----- INPUT DATA

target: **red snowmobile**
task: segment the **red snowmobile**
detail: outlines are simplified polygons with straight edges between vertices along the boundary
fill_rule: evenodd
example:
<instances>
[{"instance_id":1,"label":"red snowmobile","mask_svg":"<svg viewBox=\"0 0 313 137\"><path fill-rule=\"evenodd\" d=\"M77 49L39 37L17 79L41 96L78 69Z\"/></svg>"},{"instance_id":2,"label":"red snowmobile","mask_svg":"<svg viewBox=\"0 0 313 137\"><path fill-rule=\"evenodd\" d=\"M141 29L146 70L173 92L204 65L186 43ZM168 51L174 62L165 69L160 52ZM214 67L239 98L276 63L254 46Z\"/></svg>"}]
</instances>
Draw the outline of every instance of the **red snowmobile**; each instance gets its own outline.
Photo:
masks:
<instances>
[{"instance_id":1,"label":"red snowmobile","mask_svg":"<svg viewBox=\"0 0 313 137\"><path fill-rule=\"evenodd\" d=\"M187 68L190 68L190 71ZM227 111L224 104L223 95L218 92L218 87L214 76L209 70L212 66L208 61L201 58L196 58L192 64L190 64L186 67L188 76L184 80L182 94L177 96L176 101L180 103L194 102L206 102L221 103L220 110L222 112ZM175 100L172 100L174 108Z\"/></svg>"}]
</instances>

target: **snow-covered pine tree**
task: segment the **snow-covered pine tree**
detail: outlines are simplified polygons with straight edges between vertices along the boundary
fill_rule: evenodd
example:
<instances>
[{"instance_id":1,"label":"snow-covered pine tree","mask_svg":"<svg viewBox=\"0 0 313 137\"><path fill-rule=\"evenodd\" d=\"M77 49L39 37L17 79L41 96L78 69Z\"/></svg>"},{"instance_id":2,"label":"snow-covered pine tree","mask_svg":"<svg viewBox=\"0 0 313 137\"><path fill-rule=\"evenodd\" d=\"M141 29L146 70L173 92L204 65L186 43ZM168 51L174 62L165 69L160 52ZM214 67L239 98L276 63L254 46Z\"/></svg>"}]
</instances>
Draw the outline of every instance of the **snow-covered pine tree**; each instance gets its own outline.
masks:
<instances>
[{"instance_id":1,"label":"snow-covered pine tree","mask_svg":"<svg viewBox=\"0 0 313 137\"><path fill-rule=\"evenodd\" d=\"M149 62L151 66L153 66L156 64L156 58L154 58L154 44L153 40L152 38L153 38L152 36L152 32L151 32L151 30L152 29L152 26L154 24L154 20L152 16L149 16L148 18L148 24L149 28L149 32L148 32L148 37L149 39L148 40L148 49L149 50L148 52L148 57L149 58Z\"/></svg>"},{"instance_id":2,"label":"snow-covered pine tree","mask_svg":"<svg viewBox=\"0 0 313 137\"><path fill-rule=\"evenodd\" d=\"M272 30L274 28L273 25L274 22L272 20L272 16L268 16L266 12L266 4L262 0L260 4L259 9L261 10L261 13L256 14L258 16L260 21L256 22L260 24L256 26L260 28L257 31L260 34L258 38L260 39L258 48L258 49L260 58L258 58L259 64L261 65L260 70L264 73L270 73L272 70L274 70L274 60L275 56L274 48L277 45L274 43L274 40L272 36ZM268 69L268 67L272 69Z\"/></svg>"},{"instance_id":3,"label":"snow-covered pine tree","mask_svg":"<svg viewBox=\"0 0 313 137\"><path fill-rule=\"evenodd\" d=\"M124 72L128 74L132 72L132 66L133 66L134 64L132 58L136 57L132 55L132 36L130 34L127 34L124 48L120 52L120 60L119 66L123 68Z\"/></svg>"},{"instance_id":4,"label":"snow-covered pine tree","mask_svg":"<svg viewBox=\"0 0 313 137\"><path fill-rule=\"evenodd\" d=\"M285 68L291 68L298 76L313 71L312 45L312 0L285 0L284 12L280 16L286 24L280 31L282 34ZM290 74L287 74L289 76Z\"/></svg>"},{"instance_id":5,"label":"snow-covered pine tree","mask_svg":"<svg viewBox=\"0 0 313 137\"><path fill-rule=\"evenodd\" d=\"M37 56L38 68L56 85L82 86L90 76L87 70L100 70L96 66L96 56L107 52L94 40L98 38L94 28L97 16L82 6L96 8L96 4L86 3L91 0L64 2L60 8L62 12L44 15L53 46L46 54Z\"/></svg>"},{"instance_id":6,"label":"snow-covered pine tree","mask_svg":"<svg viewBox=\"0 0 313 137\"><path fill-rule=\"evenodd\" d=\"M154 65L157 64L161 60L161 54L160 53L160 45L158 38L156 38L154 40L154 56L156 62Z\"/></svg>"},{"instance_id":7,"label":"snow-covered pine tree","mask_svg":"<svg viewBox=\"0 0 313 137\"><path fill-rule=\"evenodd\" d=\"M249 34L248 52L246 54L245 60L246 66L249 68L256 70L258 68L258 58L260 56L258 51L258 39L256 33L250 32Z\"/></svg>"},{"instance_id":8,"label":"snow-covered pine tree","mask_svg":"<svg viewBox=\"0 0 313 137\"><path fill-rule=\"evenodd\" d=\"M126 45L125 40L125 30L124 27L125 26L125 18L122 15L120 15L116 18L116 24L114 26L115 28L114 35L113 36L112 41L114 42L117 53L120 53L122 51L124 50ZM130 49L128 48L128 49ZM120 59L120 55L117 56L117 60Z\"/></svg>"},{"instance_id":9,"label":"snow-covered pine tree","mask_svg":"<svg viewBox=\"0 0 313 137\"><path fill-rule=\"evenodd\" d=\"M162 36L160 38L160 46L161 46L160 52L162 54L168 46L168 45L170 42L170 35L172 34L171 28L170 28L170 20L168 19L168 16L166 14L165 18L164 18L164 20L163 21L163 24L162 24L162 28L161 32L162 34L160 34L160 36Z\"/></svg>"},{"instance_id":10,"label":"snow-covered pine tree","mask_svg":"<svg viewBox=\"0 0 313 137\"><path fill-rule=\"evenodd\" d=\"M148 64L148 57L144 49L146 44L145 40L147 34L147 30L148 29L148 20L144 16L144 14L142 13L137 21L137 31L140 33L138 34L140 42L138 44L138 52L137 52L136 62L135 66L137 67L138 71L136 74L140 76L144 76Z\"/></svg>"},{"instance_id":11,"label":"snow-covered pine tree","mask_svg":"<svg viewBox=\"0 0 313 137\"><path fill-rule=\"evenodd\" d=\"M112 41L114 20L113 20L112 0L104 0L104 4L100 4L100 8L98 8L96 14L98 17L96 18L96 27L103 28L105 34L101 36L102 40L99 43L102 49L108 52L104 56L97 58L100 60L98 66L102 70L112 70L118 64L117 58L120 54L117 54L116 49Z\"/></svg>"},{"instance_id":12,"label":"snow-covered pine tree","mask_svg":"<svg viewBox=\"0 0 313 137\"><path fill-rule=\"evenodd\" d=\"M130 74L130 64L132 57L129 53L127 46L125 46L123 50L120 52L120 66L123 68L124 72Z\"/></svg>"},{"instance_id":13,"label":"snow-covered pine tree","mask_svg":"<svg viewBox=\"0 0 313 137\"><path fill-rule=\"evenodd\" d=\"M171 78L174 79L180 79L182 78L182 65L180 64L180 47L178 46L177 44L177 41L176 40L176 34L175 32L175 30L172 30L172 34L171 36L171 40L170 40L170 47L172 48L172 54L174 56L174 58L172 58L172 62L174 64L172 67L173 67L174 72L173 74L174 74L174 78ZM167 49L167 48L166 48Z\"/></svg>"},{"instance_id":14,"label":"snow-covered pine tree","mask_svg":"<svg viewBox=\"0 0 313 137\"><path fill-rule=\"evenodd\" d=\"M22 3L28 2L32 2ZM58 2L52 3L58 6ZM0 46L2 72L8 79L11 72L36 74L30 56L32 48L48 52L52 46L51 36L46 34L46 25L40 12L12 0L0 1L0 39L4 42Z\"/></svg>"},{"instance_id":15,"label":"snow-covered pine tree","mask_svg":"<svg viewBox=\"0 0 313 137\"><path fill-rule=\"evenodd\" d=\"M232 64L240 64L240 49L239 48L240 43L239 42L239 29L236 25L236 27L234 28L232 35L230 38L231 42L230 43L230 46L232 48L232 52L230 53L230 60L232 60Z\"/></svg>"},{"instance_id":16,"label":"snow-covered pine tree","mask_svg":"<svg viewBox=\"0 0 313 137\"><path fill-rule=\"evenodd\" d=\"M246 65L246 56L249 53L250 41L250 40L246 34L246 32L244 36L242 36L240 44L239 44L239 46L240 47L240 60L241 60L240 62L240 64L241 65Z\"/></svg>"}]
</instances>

----------

STATED GOAL: Report every line above that contains the word "task", copying each one in full.

RESPONSE:
task: segment the **red snowmobile**
task: segment the **snow-covered pine tree**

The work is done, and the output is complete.